§ Выбранный отрывок:

■ ■ ■ ■ ■

Из воспоминаний Армана де Коленкура, дипломата и адьютанта Наполеона во время похода в Россию в 1812 г[8]

Через несколько дней по возвращении в Кремль император во всеуслышание заявил, что он принял решение и останется на зимних квартирах в Москве, которая даже в ее нынешнем состоянии дает ему больше приспособленных зданий, больше средств, чем всякая другая позиция. Он приказал в соответст­вии с этим привести в оборонительное состояние Кремль и мо­настыри, окружающие город, а также приказал произвести разнообразные рекогносцировки в окрестностях, чтобы разра­ботать систему обороны в зимнее время…

Некоторые, в том числе и я, сомневались, что император действительно намерен провести зиму в Москве. Огромное рас­стояние, отделяющее нашу армию от Польши, давало неприя­телю слишком много возможностей беспокоить нас; казалось, что множество соображений по-прежнему говорит против этого проекта. Однако император так тщательно и так подробно за­нимался осуществлением его, говорил о нем так определенно и, казалось, считал его столь необходимым для успеха нашего похода (если не удастся добиться мира до зимы), что даже самые недоверчивые должны были в конце концов поверить. Обер-гофмаршал и князь Невшательский тоже, по-видимому, убедились, что мы останемся в Москве. В соответствии с этим каждый делал разные запасы, собирал покинутую хозяевами мебель и другие вещи, которые могли понадобиться для попол­нения его обстановки. Запасались дровами и фуражом. Словом, каждый запасался так, как если бы ему надо было про­вести в Москве все восемь месяцев, остающиеся до наступле­ния весны.

Что касается меня, то, признаюсь, в том подчеркивании, с которым говорил император об этом проекте, а также и в при­нимаемых им мерах я видел лишь желание направить наши мысли в другую сторону и активизировать собирание продо­вольствия, а прежде всего желание, объявив о своем проекте, тем самым подкрепить предпринятые им предварительные ша­ги[9]. О них не было известно никому. Тутолмин честно хранил их втайне, как и Лелорнь, которому было поручено отправить второго нарочного. Император сказал, однако, князю Невшательскому несколько слов о характере этих шагов.

Император считал (впоследствии он подтвердил это в раз­говоре со мной), что его демарш (предпринятый помимо всего прочего с целью принципиально установить, что французы ни в какой мере не причастны к пожару Москвы и даже сделали все возможное для его прекращения) доказывает его готовность к соглашению, а потому из Петербурга последует ответ и даже предложение мира. Пожар Москвы заставил императо­ра серьезно призадуматься, хотя он и старался скрыть от себя те последствия, к которым должна была привести такая ре­шимость; он точно так же пытался скрыть от себя, как мало надежды на то, что правительство, принявшее такое решение, будет склонно заключить мир. Он по-прежнему хотел верить в свою звезду, верить в то, что Россия, истомленная войной, ух­ватится за всякую возможность положить конец борьбе. Он ду­мал, что вся трудность только в том, чтобы найти способ за­вязать переговоры с соблюдением всех приличий; по его мне­нию, Россия приписывала ему большие претензии; но взятая им на себя инициатива, доказывая императору Александру, что сговориться об условиях будет легко, несомненно приведет к предложениям мира. Я думаю, что император Наполеон в са­мом деле был бы очень сговорчив в отношении условий в этот момент, так как мир был единственным средством выкараб­каться из затруднений. Он изображал предпринятые им шаги как акт великодушия, словно можно было надеяться, что в Пе­тербурге по-новому взглянут на его мотивы. Император ста­рался внушить мысль, что предложения мира со стороны рус­ских задерживаются их боязнью, как бы он не оказался слиш­ком требовательным. Он надеялся таким путем выбраться из того затруднительного положения, в которое попал. Именно с этой надеждой на мир он и продлил свое злополучное пре­бывание в Москве.

■ ■ ■ ■ ■

[Строки набора данных для указания на объекты]
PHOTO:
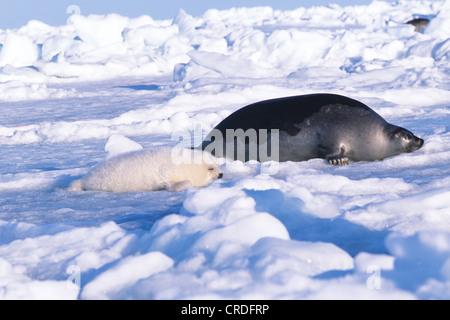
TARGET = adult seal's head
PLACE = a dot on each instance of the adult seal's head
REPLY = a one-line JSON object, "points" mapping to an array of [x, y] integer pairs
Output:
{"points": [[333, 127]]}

■ ■ ■ ■ ■

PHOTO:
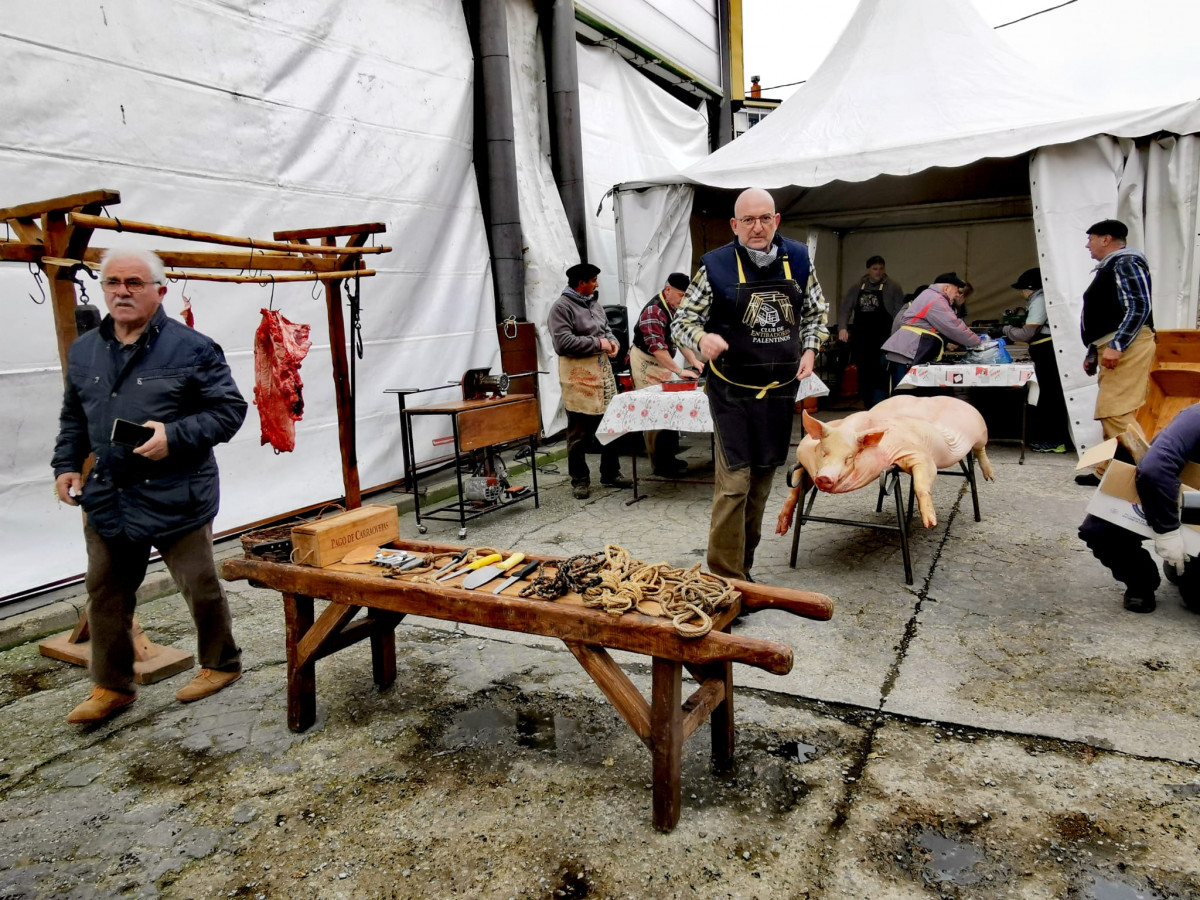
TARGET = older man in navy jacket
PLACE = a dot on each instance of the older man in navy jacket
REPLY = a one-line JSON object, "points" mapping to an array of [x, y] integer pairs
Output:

■ ■ ■ ■ ■

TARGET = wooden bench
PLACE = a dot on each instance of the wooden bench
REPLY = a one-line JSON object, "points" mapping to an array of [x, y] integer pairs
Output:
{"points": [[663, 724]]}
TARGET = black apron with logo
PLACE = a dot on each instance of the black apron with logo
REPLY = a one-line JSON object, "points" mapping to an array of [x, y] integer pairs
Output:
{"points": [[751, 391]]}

■ ■ ■ ■ ■

§ Условие задачи 1: Что, согласно отрывку из воспоминаний Коленкура, император приказал привести в оборонительное состояние?
§ Условие задачи 2: Перечислите всех людей, которые упомянуты в отрывке из воспоминаний Коленкура по имени или фамилии.
§ Условие задачи 3: Напишите продолжение отрывка из воспоминаний Коленкура, которое следует сразу за его последней фразой.

§ Ожидаемый ответ 1: Кремль и монастыри, окружающие город.

§ Ожидаемый ответ 2: Арман де Коленкур, Наполеон, Тутолмин, Лелорнь, Александр.

§ Ожидаемый ответ 3:
Прекрасная погода, долго продержавшаяся в этом году, по­могала ему обманывать себя. Быть может, до того как неприя­тель стал тревожить его тыл и нападать на него, он действи­тельно думал, как он это говорил, расположиться на зимние квартиры в России. В этом случае, по его выражению, «Моск­ва по самому своему имени явится политической позицией, а по числу и характеру своих зданий и по количеству еще со­хранившихся здесь ресурсов — лучшей военной позицией, чем все другие, если мы останемся в России».

В кругу приближенных император говорил, действовал и распоряжался, исходя из предположения, что он останется в Москве, и притом с такой последовательностью, что даже ли­ца, пользовавшиеся его наибольшим доверием, в течение не­которого времени не сомневались в этом.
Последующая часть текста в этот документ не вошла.